**What you need to do**
Transcribe the entries below exactly.

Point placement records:
::::

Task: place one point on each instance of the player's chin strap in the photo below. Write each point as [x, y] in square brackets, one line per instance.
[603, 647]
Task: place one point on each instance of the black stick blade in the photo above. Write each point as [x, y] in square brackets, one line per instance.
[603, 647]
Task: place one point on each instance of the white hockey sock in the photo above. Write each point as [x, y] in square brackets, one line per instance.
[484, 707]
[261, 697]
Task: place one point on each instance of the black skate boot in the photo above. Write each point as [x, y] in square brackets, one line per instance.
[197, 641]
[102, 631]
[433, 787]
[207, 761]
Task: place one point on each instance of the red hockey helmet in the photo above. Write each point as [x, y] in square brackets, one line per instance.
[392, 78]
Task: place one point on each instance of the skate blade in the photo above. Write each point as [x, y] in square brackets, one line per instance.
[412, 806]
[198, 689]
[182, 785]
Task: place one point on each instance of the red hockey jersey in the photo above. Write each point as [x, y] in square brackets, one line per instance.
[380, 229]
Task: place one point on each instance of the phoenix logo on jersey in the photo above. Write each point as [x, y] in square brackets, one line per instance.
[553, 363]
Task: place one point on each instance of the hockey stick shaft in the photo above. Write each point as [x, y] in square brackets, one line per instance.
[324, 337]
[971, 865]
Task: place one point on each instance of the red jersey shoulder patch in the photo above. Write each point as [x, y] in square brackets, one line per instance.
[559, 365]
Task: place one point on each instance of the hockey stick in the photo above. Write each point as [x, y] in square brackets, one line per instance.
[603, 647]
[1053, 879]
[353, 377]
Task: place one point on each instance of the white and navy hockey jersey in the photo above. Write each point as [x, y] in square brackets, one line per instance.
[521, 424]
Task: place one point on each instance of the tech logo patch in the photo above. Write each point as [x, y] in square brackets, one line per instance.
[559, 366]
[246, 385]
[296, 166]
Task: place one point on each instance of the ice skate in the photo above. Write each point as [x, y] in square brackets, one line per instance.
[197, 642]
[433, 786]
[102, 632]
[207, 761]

::::

**Output for this task**
Task: place one point on each instance of the player's chin strap in the photo below. Write each point as [x, y] in square brackets, one line per instance.
[603, 647]
Task: place one point on each instance of the black stick blade in the photo above. Write each point as [x, y] in square brackets, one line per instance.
[603, 647]
Task: place one point on each instance of the white hockey sock in the photo above. Write each point as [x, y] in square brackets, one line per instance.
[484, 707]
[261, 697]
Task: place one point on each instance of the black skate boot in the photo above. Write each point as [x, y] in square brackets, one line per instance.
[197, 641]
[102, 631]
[433, 787]
[207, 761]
Task: place one point on each instance of the red hockey helmet in the photo above. Write each point as [x, y] in square brackets, one line per instance.
[392, 78]
Task: place one point on each instance of the skate blade in the photo above. Write each point as [x, y] in square brackets, one line per instance.
[412, 806]
[198, 689]
[182, 785]
Task: place one point on each instance of the red hockey jersey in the photo above. Write each point as [x, y] in square brackets, one line per instance.
[380, 229]
Task: place one point on each instance of the phoenix logo on jersey in the photo above. Write each point as [x, y] in square brackets, one line per instance.
[553, 363]
Task: place one point on each instance of the hockey stick shaft in the photo above. Write each point as [x, y] in square brackets, one line per instance.
[324, 337]
[971, 865]
Task: place one point on each instance of the red jersey shoulder patch in the photo above. Write each point as [x, y] in square brackets, one line per instance.
[559, 365]
Task: place one point on each instance of the hockey stick in the photo above. Write each point as [x, y] in square brackets, one line per instance.
[603, 647]
[1053, 879]
[353, 377]
Task: place one point on each instance of the white and navy hockey jersey in the photo above. Write each point as [x, y] in square brackets, one line per instance.
[521, 424]
Task: place one point on each instance of the tech logo patch in the photo above. Write each point as [x, y] in square brackets, one line per instance.
[559, 366]
[246, 385]
[296, 166]
Task: place one point on each instance of the ice skate in the photo above. Write each point as [x, y] in square brackets, one line per instance.
[197, 642]
[433, 786]
[102, 632]
[207, 761]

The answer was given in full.